## Records
- - - -

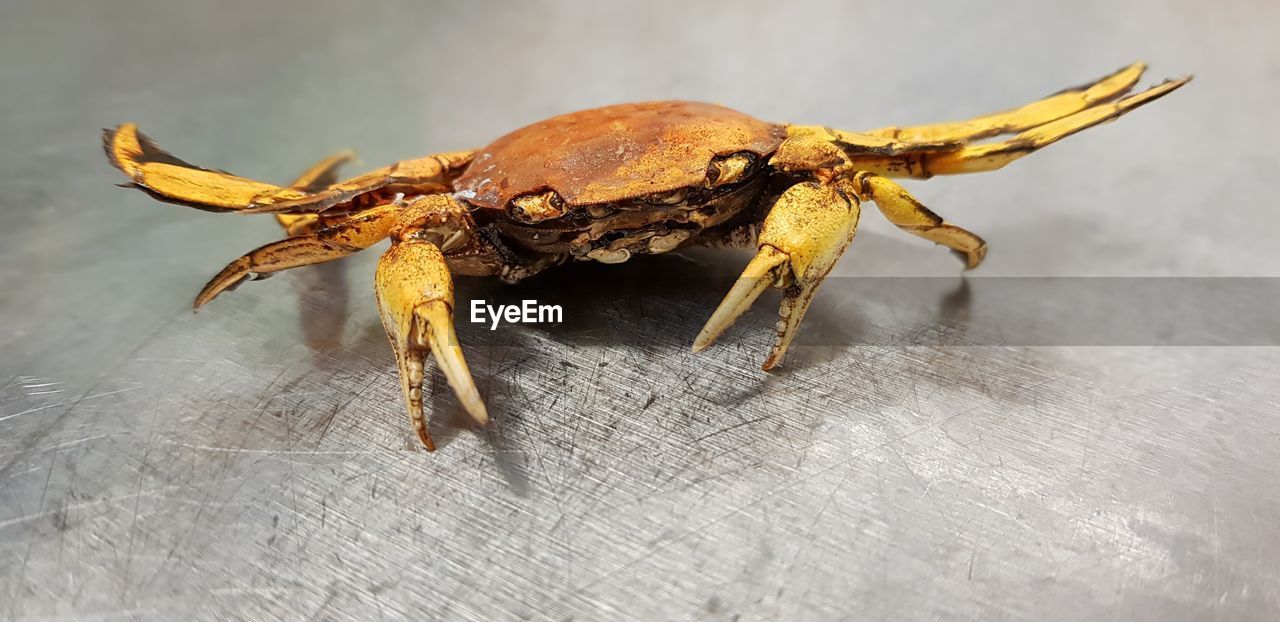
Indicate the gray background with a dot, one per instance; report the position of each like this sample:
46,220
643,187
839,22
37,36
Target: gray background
252,461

- - - -

## Task to complete
Output every record verbatim, excluding any picture it contains.

## Problem solution
Indicate the gray background with a dot, one per instance; report the position of each like this sample:
46,220
643,187
839,22
37,36
Target: gray background
252,461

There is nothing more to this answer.